API Reference

RSCU(sequences, genetic_code=11)

Calculates the relative synonymous codon usage (RSCU) for a set of sequences.

RSCU is ‘the observed frequency of [a] codon divided by the frequency expected under the assumption of equal usage of the synonymous codons for an amino acid’ (page 1283).

In math terms, it is

\[\frac{X_{ij}}{\frac{1}{n_i}\sum_{j=1}^{n_i}x_{ij}}\]

“where \(X\) is the number of occurrences of the \(j\) th codon for the \(i\) th amino acid, and \(n\) is the number (from one to six) of alternative codons for the \(i\) th amino acid” (page 1283).

Parameters:
  • sequences (list) – The reference set of sequences.
  • genetic_code (int, optional) – The translation table to use. Defaults to 11, the standard genetic code.
Returns:

The relative synonymous codon usage.

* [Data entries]
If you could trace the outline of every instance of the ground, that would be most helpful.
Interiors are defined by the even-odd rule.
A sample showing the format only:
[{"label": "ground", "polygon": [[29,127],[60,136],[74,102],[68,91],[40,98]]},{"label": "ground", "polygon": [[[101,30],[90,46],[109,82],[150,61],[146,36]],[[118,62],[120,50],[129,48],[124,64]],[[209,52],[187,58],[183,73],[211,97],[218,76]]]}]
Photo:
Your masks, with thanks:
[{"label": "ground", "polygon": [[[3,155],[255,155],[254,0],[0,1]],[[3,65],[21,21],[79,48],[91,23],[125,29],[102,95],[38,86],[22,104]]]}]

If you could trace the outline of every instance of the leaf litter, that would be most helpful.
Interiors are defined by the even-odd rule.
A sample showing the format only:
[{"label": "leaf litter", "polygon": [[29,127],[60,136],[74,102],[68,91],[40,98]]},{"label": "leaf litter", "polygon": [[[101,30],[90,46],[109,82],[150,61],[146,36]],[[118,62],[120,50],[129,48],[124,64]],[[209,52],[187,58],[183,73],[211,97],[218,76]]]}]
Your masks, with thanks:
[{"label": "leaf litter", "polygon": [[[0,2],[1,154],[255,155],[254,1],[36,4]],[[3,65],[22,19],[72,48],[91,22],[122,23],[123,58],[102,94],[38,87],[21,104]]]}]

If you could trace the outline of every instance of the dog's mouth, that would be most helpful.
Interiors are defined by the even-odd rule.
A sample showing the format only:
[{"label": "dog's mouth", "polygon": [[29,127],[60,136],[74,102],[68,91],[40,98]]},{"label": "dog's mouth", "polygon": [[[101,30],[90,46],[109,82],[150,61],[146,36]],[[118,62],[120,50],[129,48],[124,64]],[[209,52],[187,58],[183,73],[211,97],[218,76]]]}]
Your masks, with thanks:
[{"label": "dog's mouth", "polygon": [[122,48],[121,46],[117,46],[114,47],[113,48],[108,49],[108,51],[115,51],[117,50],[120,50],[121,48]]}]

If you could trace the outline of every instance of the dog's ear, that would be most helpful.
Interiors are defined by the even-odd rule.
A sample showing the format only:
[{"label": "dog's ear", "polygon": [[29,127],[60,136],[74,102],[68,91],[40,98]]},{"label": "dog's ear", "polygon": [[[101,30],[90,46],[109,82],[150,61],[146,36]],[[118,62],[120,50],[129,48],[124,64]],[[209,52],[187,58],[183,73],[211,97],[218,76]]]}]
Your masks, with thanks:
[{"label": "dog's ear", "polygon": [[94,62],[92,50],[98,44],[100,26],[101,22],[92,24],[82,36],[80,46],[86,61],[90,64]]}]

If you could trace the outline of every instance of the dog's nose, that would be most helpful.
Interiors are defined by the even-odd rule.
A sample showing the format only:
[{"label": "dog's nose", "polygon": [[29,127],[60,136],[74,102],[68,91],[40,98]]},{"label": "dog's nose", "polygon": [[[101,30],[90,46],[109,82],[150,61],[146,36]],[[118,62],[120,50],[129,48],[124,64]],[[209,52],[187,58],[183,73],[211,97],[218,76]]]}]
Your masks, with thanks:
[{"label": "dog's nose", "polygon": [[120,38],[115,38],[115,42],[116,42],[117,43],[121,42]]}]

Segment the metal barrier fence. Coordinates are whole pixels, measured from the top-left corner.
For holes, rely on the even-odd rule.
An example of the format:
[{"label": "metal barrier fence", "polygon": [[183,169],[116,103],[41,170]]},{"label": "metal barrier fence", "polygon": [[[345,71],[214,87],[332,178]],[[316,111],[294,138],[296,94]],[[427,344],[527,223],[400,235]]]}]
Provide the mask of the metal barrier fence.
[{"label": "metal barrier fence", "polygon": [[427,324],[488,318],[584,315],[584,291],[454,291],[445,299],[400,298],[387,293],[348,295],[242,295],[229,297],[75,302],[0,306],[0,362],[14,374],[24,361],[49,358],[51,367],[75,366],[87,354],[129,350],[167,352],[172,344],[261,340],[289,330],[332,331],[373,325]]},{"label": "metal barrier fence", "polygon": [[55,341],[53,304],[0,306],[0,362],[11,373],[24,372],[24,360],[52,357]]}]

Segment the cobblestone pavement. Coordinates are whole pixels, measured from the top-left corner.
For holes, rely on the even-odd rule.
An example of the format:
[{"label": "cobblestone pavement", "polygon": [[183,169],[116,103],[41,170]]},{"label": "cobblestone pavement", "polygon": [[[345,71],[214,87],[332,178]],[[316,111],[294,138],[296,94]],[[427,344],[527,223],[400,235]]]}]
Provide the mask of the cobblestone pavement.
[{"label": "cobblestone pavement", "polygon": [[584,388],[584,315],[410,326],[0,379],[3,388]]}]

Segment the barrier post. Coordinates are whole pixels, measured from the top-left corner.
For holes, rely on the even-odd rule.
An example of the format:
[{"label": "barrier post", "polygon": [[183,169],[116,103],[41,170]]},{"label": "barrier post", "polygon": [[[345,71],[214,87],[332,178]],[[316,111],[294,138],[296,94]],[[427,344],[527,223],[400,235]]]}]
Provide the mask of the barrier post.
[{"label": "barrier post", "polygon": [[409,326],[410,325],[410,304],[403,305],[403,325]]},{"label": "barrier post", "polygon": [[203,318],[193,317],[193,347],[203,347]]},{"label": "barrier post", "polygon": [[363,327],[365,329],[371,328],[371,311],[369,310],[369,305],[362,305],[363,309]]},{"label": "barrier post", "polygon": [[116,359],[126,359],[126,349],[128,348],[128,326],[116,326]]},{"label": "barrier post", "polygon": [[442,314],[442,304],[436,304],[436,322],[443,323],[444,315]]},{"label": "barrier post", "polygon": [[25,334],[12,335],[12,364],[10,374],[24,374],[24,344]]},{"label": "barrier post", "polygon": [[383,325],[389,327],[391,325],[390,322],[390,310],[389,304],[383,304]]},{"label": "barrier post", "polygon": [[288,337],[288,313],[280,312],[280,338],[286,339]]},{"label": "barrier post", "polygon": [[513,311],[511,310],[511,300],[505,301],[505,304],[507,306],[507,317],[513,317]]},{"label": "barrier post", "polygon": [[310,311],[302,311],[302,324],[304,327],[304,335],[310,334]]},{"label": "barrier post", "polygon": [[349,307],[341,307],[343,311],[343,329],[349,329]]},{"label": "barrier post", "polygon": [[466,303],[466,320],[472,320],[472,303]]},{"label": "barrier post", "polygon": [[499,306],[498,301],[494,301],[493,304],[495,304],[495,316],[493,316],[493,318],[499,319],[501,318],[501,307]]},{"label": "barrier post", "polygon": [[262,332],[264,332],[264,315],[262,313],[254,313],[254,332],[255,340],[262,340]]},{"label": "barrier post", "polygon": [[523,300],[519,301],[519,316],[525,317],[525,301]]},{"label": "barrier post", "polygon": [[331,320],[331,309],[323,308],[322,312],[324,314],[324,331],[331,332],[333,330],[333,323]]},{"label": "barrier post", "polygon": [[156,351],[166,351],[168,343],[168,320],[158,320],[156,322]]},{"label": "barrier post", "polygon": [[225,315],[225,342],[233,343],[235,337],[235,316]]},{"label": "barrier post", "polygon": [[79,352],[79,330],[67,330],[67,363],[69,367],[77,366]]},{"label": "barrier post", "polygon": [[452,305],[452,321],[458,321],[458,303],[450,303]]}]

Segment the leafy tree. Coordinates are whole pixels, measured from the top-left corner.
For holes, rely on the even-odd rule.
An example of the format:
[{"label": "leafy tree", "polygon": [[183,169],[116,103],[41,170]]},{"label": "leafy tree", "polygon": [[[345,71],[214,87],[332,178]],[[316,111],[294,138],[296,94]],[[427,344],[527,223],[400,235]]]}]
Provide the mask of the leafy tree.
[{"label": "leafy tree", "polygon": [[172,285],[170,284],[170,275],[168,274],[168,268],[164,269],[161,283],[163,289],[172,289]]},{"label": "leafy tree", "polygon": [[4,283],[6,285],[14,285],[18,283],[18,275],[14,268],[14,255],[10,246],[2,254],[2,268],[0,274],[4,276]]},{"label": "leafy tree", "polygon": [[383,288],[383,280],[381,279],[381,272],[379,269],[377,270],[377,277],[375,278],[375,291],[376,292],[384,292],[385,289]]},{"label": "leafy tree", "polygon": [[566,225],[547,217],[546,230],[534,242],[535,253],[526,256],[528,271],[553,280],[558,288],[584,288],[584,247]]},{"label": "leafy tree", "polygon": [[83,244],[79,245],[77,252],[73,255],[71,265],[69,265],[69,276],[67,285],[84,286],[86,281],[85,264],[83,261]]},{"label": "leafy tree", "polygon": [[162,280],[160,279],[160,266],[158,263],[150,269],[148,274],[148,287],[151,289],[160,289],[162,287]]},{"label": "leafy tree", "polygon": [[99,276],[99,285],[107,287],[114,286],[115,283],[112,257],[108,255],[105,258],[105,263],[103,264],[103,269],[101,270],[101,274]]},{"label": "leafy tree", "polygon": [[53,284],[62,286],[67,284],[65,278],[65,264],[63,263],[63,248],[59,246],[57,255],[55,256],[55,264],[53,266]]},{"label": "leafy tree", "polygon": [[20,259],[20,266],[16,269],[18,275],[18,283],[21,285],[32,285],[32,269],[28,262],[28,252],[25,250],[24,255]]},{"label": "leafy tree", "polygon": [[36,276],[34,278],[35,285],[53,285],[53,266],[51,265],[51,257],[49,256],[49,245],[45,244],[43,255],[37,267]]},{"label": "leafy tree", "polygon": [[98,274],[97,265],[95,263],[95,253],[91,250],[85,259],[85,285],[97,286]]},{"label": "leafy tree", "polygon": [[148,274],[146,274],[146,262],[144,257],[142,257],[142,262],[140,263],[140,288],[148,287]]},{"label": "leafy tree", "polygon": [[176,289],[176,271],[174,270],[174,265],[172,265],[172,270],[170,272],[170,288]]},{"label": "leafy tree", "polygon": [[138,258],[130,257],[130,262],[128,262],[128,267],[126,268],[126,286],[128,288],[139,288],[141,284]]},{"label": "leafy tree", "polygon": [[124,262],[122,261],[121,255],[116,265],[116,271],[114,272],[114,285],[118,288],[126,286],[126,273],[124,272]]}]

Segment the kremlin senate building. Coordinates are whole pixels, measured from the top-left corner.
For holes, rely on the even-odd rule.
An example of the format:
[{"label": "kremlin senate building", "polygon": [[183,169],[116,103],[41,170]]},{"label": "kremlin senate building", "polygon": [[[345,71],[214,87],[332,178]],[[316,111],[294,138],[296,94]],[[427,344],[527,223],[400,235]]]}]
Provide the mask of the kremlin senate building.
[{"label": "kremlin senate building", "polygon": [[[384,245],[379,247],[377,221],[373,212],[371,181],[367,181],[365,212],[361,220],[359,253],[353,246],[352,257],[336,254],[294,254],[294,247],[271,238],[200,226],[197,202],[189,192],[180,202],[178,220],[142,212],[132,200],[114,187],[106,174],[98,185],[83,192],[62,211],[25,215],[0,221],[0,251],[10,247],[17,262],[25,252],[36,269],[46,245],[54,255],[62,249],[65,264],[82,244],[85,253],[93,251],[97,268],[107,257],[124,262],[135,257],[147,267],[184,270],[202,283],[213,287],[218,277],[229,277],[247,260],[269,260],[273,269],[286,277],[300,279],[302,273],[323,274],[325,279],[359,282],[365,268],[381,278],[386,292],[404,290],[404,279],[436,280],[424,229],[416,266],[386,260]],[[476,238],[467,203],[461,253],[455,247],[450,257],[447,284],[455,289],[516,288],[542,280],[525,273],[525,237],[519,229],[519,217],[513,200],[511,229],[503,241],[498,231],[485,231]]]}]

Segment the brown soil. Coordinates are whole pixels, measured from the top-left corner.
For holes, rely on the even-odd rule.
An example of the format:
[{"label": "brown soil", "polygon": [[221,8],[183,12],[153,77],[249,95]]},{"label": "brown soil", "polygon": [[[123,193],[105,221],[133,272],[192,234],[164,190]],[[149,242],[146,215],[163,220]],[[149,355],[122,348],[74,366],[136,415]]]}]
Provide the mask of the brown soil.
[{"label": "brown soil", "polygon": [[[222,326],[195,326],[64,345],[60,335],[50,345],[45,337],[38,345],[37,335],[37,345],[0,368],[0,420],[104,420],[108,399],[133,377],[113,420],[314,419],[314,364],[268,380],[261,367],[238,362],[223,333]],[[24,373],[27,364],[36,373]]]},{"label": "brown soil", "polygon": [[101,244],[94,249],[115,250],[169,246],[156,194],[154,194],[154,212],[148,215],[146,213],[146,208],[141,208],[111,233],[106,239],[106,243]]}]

* [Activity list]
1) Answer these questions using the API reference:
(a) What value does genetic_code default to?
(b) What type does the sequences parameter take?
(c) What range of numbers can n, the number of alternative codons for an amino acid, fall in?
2) Retype the passage of the API reference starting at "In math terms, it" and ending at "reference set of sequences.".
3) Does each statement agree with the API reference? Answer yes or no, and quote the words that decide it.
(a) The function returns the relative synonymous codon usage.
(b) The genetic_code parameter is required.
(c) An amino acid can have up to eight alternative codons.
These rows are separate from the API reference.

* [Results of the exercise]
1)
(a) 11
(b) list
(c) From one to six

2)
In math terms, it is

\[\frac{X_{ij}}{\frac{1}{n_i}\sum_{j=1}^{n_i}x_{ij}}\]

“where \(X\) is the number of occurrences of the \(j\) th codon for the \(i\) th amino acid, and \(n\) is the number (from one to six) of alternative codons for the \(i\) th amino acid” (page 1283).

Parameters:
  • sequences (list) – The reference set of sequences.

3)
(a) Yes: "The relative synonymous codon usage."
(b) No: "genetic_code (int, optional)"
(c) No: "the number (from one to six) of alternative codons"